--- Begin Source excerpt ---
From Fabric Pre-Shrinking to Ironing: Steam Equipment for Garment Factories

In garment manufacturing, steam does more than remove wrinkles.

From fabric treatment before cutting to final garment pressing, steam quality can influence dimensional stability, finished appearance, production efficiency, and long-term equipment maintenance.

For factories producing shirts, uniforms, tailored apparel, knitwear, or high-volume export orders, unstable steam supply may lead to inconsistent finishing, insufficient fabric treatment, equipment waiting time, or production interruptions.

A properly planned steam system can help factories improve quality consistency and reduce operational risk.

This is why garment factories should not select steam equipment based only on purchase price. They should evaluate steam demand, production processes, energy availability, water quality, safety requirements, and after-sales support.

Why Does Steam Matter in Garment Manufacturing?

A garment passes through several processes that affect appearance and dimensions before it is packed and shipped.

Fabric may carry residual tension from weaving, dyeing, finishing, rolling, and transportation. If it is not treated appropriately before cutting, the finished garment may later show dimensional changes, distortion, or inconsistent appearance.

During final finishing, pressing quality also shapes the buyer’s first impression. Collar structure, trouser creases, garment smoothness, and overall presentation are influenced by steam supply and finishing equipment performance.

Steam equipment helps garment factories:

• Support fabric treatment before cutting;

• Improve final pressing and appearance shaping;

• Maintain consistent finishing in volume production;

• Reduce waiting time and rework caused by unstable steam;

• Establish a more reliable finishing process.
--- End Source excerpt ---
--- Begin Data excerpts ---
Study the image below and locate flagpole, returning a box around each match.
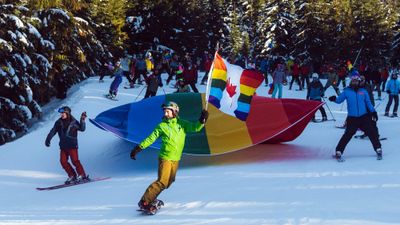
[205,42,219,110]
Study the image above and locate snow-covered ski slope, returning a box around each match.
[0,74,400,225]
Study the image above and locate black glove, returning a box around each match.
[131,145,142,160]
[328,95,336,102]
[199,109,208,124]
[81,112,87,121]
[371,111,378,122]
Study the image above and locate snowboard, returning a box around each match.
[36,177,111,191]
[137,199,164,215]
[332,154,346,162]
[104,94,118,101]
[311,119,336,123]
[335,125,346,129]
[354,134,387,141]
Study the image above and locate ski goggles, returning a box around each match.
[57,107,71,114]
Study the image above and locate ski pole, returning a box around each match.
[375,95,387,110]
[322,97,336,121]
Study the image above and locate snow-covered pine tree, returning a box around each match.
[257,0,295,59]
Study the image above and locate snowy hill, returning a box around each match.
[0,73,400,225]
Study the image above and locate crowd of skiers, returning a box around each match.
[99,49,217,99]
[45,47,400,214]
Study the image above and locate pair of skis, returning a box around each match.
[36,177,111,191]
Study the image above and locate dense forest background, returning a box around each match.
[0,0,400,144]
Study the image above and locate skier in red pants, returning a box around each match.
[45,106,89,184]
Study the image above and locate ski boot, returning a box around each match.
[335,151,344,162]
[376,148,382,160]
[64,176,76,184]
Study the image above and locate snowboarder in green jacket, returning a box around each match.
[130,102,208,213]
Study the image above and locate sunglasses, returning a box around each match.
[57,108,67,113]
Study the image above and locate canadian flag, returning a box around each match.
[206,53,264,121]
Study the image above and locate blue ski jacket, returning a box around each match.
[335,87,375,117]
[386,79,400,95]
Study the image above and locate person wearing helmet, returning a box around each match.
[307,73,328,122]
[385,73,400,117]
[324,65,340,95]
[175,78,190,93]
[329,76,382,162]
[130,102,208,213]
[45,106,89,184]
--- End Data excerpts ---
--- Begin Data excerpts ---
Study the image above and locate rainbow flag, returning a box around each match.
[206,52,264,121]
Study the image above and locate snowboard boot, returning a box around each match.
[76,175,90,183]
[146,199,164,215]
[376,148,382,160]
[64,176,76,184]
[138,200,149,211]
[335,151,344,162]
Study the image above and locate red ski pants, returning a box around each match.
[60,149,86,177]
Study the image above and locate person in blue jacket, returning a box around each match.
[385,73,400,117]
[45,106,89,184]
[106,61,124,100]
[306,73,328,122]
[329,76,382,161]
--- End Data excerpts ---
--- Begin Data excerpts ---
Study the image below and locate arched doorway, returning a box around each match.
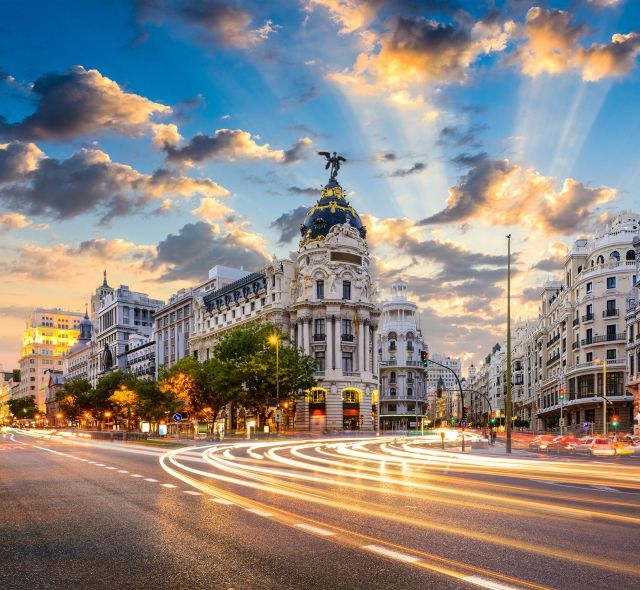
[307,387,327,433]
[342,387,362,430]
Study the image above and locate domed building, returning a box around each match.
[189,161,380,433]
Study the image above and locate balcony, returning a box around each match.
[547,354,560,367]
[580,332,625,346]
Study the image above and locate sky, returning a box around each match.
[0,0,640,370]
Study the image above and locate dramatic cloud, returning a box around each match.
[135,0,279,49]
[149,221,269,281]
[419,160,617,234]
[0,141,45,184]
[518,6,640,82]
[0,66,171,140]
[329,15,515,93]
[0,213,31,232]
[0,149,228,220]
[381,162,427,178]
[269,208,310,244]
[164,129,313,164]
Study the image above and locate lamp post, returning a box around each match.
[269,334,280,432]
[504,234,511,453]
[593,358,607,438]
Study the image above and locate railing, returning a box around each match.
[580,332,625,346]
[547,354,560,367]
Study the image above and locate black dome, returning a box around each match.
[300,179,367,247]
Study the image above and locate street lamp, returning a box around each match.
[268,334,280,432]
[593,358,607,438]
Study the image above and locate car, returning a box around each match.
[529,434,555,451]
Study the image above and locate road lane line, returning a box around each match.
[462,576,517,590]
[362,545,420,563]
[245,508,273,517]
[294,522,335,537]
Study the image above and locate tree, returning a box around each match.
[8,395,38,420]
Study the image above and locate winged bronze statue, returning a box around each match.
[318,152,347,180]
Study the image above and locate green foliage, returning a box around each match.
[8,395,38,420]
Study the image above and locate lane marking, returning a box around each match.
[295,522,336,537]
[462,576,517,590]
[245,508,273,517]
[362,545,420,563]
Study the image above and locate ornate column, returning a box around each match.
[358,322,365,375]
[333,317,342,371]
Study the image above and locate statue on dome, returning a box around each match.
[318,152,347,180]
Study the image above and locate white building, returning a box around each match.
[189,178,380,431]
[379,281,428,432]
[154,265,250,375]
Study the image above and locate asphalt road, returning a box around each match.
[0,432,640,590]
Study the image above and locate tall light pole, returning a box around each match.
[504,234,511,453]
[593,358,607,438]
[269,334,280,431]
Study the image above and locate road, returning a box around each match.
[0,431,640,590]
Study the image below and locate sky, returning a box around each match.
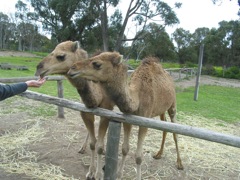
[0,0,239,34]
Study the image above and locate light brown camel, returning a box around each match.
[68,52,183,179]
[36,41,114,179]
--- End Data excerpts ---
-- Task --
Could you rewrite the passage of the steam equipment article starting with "From Fabric Pre-Shrinking" and going on through "or production interruptions.", substituting "textile treatment" for "fabric treatment" each time it appears?

-- Correct output --
From Fabric Pre-Shrinking to Ironing: Steam Equipment for Garment Factories

In garment manufacturing, steam does more than remove wrinkles.

From textile treatment before cutting to final garment pressing, steam quality can influence dimensional stability, finished appearance, production efficiency, and long-term equipment maintenance.

For factories producing shirts, uniforms, tailored apparel, knitwear, or high-volume export orders, unstable steam supply may lead to inconsistent finishing, insufficient textile treatment, equipment waiting time, or production interruptions.